Raw records:
● ● ●

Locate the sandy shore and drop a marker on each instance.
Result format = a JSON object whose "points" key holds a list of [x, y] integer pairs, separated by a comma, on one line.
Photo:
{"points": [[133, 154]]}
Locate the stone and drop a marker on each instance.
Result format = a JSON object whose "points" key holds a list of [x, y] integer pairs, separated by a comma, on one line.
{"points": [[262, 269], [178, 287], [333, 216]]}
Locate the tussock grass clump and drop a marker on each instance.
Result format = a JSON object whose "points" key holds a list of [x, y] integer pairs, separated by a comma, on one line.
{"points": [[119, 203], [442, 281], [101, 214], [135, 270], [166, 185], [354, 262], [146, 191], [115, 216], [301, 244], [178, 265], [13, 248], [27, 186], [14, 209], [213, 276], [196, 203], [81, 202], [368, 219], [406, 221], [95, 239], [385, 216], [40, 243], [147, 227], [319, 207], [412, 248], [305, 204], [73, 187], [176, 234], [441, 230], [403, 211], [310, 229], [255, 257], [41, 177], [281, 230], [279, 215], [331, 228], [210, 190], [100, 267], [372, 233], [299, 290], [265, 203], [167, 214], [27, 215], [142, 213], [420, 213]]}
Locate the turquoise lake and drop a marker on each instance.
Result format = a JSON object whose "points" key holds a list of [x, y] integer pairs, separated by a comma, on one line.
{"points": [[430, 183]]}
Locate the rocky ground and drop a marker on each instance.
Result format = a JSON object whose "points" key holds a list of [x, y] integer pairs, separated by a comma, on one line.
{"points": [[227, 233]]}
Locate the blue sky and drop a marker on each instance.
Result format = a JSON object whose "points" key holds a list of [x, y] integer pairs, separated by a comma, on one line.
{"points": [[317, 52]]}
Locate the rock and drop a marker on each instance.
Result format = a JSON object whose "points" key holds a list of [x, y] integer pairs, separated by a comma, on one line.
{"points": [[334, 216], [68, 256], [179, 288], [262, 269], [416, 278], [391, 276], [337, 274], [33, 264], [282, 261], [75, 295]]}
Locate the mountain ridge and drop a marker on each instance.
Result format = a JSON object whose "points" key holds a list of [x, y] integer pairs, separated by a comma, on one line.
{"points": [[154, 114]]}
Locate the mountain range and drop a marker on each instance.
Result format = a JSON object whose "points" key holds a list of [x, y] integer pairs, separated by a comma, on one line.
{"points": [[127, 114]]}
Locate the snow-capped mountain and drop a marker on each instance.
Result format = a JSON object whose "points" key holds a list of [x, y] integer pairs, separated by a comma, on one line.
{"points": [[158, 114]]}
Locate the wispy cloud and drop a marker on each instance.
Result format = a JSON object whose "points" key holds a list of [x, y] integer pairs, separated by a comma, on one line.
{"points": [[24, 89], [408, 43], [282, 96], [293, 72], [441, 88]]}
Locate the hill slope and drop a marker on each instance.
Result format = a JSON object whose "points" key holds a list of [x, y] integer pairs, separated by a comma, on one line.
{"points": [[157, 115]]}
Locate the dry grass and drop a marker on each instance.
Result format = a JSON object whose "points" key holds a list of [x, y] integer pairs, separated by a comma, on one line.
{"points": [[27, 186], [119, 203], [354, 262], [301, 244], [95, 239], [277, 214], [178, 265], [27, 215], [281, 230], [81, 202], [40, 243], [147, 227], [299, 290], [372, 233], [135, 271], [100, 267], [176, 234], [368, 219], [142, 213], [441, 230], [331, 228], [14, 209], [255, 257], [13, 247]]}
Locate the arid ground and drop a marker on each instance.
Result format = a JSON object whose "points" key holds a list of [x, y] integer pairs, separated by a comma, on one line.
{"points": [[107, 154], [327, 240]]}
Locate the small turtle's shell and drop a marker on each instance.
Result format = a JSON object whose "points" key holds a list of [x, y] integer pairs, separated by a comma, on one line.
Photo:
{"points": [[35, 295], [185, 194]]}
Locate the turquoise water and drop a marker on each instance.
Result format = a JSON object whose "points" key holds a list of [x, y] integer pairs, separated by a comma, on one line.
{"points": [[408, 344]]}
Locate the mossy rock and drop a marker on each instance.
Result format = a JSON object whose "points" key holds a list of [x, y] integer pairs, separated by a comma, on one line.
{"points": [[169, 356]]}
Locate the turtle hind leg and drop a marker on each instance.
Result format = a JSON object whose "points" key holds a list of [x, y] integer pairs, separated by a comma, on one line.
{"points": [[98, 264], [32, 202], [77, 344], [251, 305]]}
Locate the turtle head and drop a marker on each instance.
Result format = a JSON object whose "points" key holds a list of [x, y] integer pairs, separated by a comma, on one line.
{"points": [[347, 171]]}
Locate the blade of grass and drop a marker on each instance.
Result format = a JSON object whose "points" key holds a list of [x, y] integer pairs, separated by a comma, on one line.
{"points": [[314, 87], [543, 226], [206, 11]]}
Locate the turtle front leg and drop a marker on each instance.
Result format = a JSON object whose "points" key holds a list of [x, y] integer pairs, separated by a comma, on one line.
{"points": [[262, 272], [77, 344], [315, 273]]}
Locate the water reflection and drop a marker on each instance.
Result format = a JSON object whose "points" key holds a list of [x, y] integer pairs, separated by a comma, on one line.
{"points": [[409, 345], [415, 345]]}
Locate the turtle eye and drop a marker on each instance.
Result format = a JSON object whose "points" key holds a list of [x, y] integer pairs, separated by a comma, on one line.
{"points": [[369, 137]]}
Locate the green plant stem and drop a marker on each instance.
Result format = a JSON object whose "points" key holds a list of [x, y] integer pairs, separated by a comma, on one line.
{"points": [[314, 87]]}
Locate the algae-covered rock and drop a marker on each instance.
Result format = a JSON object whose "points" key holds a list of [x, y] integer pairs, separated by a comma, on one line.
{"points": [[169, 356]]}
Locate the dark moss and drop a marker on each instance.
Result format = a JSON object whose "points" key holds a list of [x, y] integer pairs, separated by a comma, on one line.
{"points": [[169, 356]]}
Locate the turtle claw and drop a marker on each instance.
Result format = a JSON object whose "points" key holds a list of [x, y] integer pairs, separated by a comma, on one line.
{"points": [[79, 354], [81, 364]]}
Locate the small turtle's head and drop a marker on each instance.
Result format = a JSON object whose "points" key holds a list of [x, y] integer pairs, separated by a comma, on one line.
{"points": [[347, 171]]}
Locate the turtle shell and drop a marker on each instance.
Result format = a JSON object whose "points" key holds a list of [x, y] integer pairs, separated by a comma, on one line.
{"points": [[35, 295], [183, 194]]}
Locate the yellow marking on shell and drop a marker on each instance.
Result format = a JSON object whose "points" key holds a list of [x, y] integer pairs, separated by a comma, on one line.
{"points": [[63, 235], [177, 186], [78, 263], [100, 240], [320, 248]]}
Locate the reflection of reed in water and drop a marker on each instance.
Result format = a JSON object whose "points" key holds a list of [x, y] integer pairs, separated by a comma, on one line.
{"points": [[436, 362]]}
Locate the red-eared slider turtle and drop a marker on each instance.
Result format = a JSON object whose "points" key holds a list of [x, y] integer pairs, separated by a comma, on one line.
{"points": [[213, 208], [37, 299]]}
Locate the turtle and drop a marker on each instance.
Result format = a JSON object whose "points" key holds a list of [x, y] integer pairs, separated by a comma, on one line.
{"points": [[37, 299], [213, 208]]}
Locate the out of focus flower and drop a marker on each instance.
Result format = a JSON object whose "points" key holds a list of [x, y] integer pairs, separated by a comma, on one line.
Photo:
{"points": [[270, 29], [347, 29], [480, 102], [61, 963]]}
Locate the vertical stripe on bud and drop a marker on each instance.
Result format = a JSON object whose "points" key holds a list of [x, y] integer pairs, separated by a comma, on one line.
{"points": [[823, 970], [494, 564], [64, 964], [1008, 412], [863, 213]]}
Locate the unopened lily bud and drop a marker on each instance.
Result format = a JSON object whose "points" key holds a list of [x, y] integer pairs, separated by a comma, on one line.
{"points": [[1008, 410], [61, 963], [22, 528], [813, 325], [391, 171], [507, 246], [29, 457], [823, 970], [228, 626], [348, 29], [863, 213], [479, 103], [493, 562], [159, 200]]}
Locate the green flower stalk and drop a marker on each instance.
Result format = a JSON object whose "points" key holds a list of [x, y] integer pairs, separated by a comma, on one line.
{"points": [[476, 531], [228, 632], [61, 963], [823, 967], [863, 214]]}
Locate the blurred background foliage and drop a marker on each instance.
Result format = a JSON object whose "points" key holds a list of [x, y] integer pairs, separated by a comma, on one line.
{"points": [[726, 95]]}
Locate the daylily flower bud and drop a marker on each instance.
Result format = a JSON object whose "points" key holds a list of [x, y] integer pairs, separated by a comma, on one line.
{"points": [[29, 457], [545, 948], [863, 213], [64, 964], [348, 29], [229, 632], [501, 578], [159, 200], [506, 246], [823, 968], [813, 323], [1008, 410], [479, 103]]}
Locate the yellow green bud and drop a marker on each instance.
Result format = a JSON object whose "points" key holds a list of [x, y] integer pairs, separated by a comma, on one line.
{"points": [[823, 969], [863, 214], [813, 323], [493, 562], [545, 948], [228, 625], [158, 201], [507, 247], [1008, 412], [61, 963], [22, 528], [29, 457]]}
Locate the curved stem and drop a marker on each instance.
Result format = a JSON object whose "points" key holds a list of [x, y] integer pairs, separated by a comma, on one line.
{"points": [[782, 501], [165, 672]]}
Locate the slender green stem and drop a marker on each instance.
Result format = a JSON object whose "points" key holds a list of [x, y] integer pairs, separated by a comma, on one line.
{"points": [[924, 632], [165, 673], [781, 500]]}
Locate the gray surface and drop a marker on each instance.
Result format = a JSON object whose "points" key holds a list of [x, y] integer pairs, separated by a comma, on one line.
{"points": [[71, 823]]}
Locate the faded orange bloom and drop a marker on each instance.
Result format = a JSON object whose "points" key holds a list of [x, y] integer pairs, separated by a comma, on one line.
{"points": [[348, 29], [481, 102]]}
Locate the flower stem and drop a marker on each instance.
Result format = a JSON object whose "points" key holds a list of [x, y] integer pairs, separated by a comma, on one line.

● ● ●

Task goal:
Repeat only what runs from the line holding "Locate the curved" to the end of the data, keeping every line exactly as written, first and last included.

Full answer:
Locate the curved stem and drop a marker on each instance.
Result format = a JSON object whose "points" key holds a list of [x, y] integer pairs, separated by a comma, on one line.
{"points": [[782, 501], [165, 672]]}
Locate the slender green stem and drop a marker on each instance.
Result format = a JSON object whose "points" key holds a list of [x, y] integer pairs, separated by a comma, on one line.
{"points": [[924, 632], [165, 673], [781, 500]]}
Locate the gray surface and drop a marker on each instance.
Result format = a JSON object whose "points" key holds a list of [x, y] integer pairs, separated by a comma, on one line.
{"points": [[71, 823]]}
Locate the faded orange bloom and drop a marker on each instance.
Result format = a JSON object whose "points" key holds a list of [x, y] integer pairs, separated by a comma, on one line.
{"points": [[348, 29], [481, 102]]}
Locate the flower stem and drop a marker on each instance.
Result format = a JSON object whose "points" key holds a list of [x, y] integer pairs, separated by a comma, on one line.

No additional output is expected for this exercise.